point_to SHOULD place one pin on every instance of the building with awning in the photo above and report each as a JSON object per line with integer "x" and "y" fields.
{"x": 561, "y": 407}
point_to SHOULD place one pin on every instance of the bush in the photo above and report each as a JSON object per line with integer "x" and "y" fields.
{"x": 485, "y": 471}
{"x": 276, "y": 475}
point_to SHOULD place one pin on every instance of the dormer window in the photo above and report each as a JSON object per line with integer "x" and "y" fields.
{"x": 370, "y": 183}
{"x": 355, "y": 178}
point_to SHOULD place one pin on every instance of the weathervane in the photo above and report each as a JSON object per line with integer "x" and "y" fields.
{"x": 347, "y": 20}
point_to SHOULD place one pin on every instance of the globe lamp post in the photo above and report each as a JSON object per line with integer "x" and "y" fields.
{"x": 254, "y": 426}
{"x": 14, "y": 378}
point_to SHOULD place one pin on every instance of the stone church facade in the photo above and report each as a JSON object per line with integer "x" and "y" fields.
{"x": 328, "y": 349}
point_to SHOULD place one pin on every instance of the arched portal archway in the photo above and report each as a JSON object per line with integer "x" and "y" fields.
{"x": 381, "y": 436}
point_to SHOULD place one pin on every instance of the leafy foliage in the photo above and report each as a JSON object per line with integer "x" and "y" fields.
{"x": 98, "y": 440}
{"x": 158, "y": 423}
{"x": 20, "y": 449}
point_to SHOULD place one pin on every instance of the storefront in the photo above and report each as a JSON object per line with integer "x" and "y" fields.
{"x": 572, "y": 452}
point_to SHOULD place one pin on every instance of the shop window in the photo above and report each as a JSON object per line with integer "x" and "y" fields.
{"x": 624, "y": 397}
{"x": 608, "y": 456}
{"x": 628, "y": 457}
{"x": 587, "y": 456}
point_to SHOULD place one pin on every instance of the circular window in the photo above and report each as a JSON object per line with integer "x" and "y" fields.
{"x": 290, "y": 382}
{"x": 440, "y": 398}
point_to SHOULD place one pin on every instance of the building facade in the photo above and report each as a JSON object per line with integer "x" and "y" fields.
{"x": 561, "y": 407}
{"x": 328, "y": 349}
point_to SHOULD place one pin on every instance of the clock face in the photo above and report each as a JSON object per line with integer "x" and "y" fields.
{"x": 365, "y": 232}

- - - - -

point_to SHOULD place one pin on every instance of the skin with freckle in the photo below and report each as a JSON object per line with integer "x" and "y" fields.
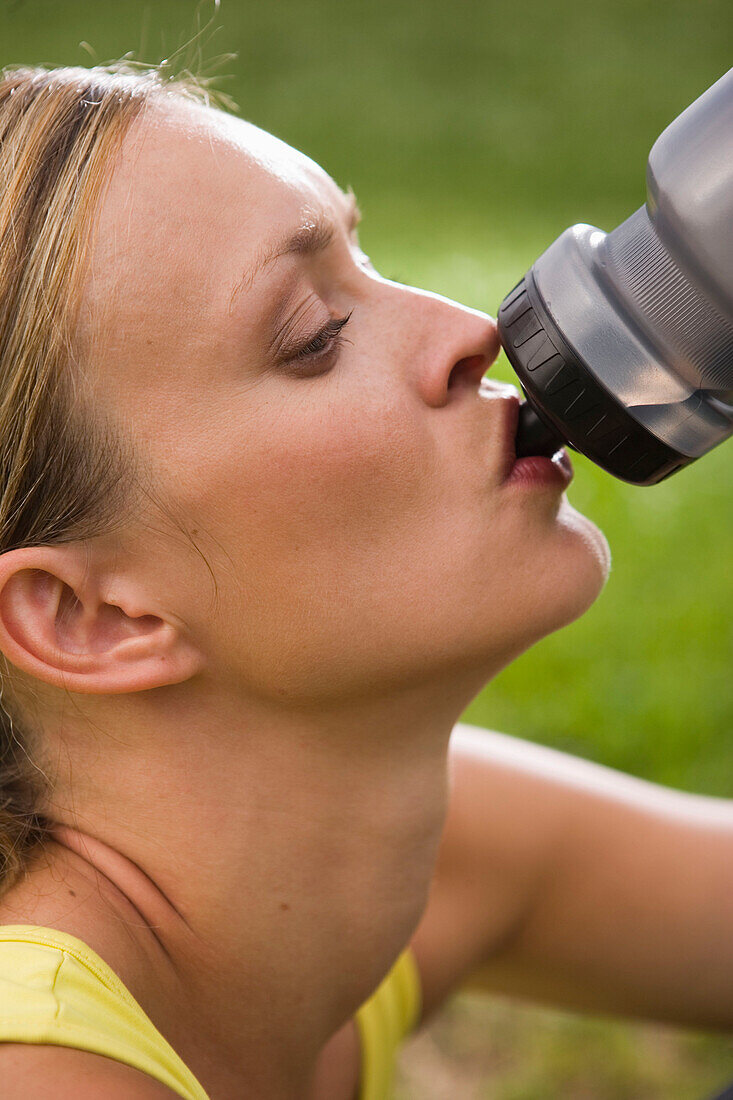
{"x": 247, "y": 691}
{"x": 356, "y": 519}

- - - - -

Can you find every line in the records that contains the word "awning" and copy each one out?

point_to SHOULD place one pin on every instance of the building with awning in the photo above and report each as a JSON object per line with integer "x" and "y" fields.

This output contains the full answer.